Filter this data down to the lines that hold "shorts", and copy them.

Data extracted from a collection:

• • •

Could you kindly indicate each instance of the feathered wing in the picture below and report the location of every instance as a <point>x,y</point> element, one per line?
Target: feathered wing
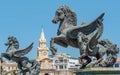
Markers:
<point>23,52</point>
<point>86,29</point>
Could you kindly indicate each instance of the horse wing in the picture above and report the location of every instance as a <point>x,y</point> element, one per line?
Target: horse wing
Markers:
<point>23,52</point>
<point>86,29</point>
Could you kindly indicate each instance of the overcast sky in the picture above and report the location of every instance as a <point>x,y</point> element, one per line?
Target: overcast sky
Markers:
<point>24,19</point>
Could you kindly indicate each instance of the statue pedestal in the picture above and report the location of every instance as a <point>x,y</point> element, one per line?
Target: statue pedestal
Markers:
<point>99,71</point>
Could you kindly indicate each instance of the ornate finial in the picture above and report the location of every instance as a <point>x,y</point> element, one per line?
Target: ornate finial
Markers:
<point>42,37</point>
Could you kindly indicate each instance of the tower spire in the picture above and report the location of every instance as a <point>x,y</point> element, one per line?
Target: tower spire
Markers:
<point>42,37</point>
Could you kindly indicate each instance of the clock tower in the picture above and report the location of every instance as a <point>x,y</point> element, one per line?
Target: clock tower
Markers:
<point>42,50</point>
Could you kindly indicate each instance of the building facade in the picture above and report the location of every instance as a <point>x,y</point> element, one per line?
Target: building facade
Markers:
<point>42,50</point>
<point>65,62</point>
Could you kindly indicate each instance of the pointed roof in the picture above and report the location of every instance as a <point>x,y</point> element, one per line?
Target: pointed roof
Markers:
<point>42,37</point>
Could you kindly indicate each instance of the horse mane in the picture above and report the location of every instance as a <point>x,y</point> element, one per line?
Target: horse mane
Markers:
<point>70,15</point>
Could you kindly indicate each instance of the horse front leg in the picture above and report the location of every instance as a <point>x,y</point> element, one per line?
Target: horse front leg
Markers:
<point>52,47</point>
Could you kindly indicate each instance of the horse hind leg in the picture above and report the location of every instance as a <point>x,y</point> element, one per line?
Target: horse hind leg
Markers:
<point>52,47</point>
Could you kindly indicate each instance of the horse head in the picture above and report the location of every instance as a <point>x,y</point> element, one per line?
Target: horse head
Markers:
<point>64,12</point>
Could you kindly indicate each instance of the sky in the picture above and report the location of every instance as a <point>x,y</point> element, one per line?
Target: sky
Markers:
<point>25,19</point>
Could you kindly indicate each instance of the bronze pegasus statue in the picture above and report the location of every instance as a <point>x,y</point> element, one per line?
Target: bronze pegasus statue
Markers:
<point>85,37</point>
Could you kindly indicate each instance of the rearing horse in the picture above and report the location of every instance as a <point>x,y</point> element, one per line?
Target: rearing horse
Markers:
<point>69,33</point>
<point>83,37</point>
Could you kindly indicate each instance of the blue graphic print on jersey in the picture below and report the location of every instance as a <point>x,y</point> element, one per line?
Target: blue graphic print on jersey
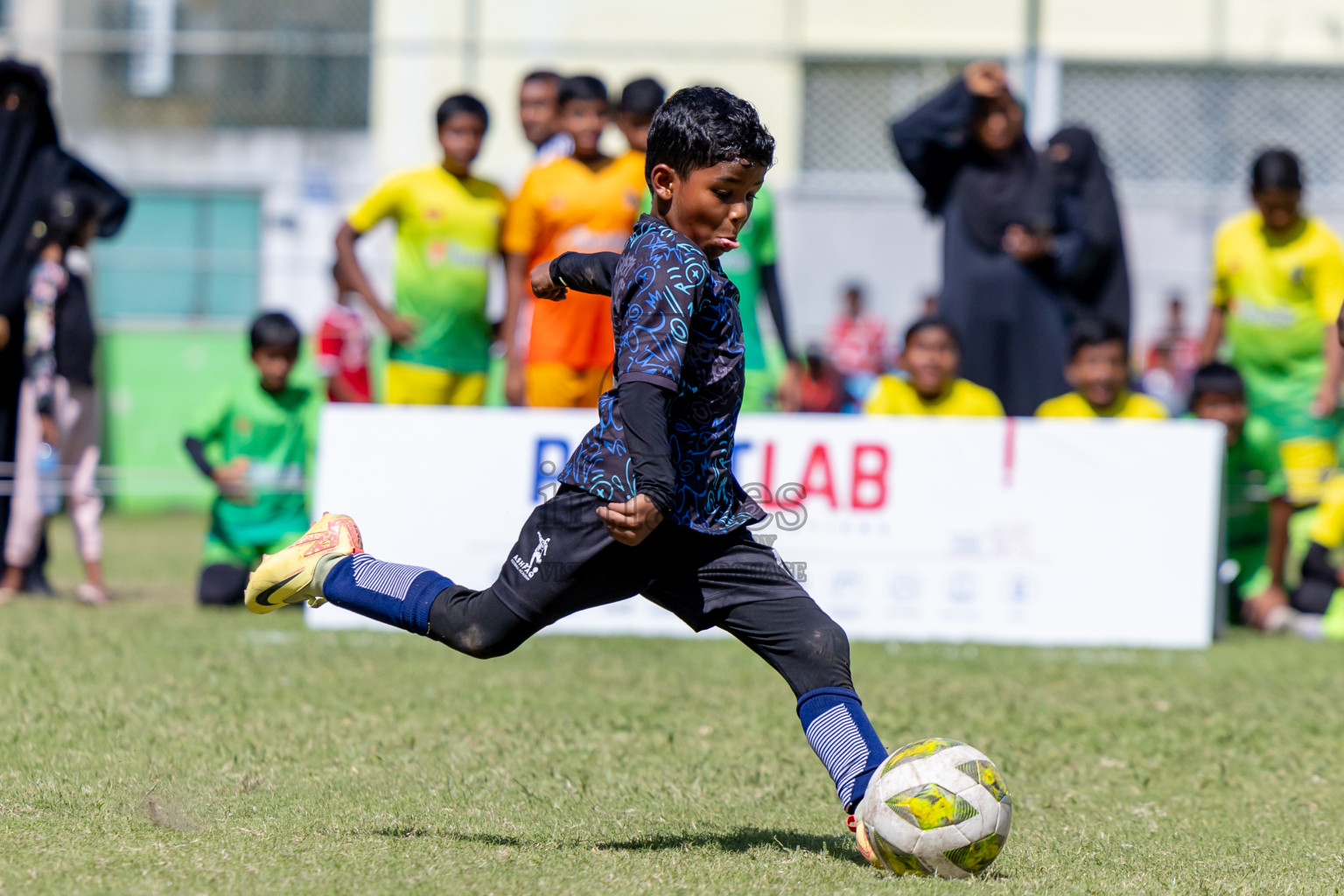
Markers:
<point>676,324</point>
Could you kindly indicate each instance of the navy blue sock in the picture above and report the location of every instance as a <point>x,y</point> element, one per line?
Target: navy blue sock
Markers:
<point>390,592</point>
<point>843,738</point>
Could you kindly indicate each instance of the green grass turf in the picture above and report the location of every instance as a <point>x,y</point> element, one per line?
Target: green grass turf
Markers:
<point>155,747</point>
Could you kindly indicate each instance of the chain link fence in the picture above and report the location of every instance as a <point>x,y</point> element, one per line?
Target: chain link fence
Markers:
<point>215,63</point>
<point>1198,125</point>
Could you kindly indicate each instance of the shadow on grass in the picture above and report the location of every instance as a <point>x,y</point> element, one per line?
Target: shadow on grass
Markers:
<point>739,840</point>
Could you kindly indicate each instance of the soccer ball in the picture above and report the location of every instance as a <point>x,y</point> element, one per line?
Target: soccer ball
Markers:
<point>935,808</point>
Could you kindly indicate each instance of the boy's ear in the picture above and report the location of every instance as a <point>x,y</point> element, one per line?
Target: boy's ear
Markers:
<point>663,182</point>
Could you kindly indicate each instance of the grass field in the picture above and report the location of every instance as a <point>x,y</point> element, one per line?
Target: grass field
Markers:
<point>155,747</point>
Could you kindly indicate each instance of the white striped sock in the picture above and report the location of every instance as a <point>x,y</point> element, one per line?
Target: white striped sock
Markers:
<point>391,579</point>
<point>837,742</point>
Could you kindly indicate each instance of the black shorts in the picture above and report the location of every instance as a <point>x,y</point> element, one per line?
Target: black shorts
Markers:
<point>564,562</point>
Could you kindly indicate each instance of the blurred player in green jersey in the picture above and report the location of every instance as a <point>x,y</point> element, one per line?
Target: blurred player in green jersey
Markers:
<point>255,442</point>
<point>752,270</point>
<point>1278,281</point>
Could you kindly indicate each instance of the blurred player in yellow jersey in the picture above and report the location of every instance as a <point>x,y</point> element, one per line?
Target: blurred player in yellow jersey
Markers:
<point>1278,281</point>
<point>930,358</point>
<point>584,203</point>
<point>448,226</point>
<point>1098,369</point>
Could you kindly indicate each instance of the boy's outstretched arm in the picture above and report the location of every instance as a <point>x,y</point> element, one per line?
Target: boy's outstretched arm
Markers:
<point>398,328</point>
<point>231,479</point>
<point>644,411</point>
<point>584,271</point>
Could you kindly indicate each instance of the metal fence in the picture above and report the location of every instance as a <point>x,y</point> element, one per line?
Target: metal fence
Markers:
<point>215,63</point>
<point>1198,125</point>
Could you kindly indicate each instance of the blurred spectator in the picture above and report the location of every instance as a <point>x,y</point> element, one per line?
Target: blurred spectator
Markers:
<point>448,228</point>
<point>539,113</point>
<point>60,429</point>
<point>820,387</point>
<point>930,358</point>
<point>857,344</point>
<point>1253,486</point>
<point>639,101</point>
<point>1183,348</point>
<point>1097,284</point>
<point>1003,243</point>
<point>1161,381</point>
<point>586,202</point>
<point>1278,280</point>
<point>27,144</point>
<point>256,444</point>
<point>343,346</point>
<point>1098,369</point>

• • •

### SOLVED PROBLEM
Could you kindly indicate each instance of the black shorts in the picture above and report the location of every instance as a <point>x,y</point> element, one per line?
Target: black shorts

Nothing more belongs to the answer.